MATERIAL FOR THE TASK

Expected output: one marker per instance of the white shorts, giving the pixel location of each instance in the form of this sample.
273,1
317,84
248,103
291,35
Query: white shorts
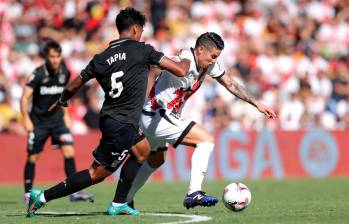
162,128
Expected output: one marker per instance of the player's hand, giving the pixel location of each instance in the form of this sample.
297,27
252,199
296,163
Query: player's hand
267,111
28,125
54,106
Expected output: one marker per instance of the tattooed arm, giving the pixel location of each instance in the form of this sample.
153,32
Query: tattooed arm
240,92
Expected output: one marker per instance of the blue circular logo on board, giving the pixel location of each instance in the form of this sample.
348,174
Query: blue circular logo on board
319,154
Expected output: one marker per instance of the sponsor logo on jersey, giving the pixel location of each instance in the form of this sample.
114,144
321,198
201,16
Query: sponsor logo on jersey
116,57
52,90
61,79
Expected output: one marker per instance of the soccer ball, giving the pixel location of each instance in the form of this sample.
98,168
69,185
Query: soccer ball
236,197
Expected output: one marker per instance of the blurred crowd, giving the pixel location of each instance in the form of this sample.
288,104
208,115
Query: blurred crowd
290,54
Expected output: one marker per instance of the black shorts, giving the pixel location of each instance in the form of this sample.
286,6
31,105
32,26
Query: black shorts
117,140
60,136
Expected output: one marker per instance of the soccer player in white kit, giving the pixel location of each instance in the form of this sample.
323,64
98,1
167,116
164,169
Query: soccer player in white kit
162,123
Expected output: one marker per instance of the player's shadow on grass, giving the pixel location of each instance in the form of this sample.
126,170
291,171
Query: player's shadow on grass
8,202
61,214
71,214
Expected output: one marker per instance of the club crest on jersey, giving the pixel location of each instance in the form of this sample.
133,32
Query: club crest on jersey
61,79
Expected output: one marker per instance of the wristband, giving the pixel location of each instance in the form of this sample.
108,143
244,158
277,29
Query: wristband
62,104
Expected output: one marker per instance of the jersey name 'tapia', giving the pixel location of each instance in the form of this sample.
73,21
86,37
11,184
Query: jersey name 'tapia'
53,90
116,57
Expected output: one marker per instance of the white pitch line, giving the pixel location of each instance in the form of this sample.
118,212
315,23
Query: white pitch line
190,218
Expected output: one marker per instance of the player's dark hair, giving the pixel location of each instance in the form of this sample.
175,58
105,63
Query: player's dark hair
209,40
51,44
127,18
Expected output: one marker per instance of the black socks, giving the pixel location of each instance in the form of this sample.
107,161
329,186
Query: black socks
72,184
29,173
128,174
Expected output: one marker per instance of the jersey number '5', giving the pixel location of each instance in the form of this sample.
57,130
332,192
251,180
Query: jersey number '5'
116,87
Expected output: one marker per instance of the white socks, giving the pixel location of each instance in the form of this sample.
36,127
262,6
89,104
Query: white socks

STATED TASK
Reproduce every line above without changing anything, and leave the picture out of your answer.

SOLVED PROBLEM
Expected output: one marker per instance of the white shorts, giving the pixel location of each instance in the form of this sample.
273,1
317,84
248,103
291,35
Query: white shorts
162,128
Expected output: one marker per instance of the player's hand, giving the pixel location of each instance in the form of this sample.
297,27
252,199
296,163
Query: player's hand
267,111
28,125
54,106
Expected output: one marker per instance of the tattooed arm, giving the pixel location of each instance in the form of this sample.
153,32
Query: tattooed arm
240,92
Expected output: one marker per instance of the blue circular logo on board, giving the pixel location of each instance in the form of this sample.
348,174
Query: blue circular logo on board
319,154
Expected output: one marker per instance of the sponsor logo on jersey, giving the pixel location of each instance in the form of this sample.
114,144
321,198
201,16
Query: sponsor logo on jersey
116,57
52,90
61,79
Expected output: one marker per instance of the soccer ball, giving the pixel location of each instance in the form of this sample.
98,168
69,185
Query: soccer ball
236,197
Expected output: one marker per instance of the blurred crowd, giving the pixel location of each instance in the form of this sample.
288,104
208,115
Query: blurred crowd
290,54
Expected output: one marker per instance of the black shorts, giving the pixel location of each instance in the form of this sample.
286,6
31,105
32,26
Query: black shorts
117,140
60,136
Expected output: one marker per instance of the soccer player in white kit, giving the pixel location of each instance in the form of this sample.
323,64
98,1
167,116
164,169
Query: soccer player in white kit
162,123
Expected output: one marker per instance of the player's shadow on grass, giving the pixel location of each instance in the form of this sample.
126,170
291,171
Query: player's shadow on grass
8,202
61,214
71,214
Expected output: one marker per instance of the club crest on jersey, giving the pixel location of each instance in the form of this sample.
133,32
Query: club crest on jersey
61,79
Expected output: one marker per instance of the wristband, giving the pixel location of each instance in the form of this sample.
108,143
244,158
277,29
Query: wristband
62,104
Expected output: one marker per instance of the jersey name 'tapia', giving the pixel location of each instance in the form of this sample.
73,21
86,37
11,184
Query: jersey name 'tapia'
53,90
116,57
Expected output: one marker per instance of the white pitch line, giving the pixel location of each instance in the form of this sample.
118,212
315,23
Query: white pitch line
190,218
Expected output: one marker per instance of the player's dark hair, giving the pixel location of each instance in the form of this sample.
175,58
105,63
Query: player's dark hair
209,40
51,44
127,18
Expected output: one marker per instance of the black socks, giving the pixel location of each instance in the form of this sample.
107,161
329,186
Query: black socks
72,184
29,173
128,174
Expected output: one marker per instance of the jersey number '5', giving the pixel location of each instance in the form of this sample.
57,130
332,192
251,180
Query: jersey number '5'
116,87
Expected output: one marker per instance of the white socks, giving the pixel location of each instance in the form of this sample.
36,127
262,6
89,104
Query: white socks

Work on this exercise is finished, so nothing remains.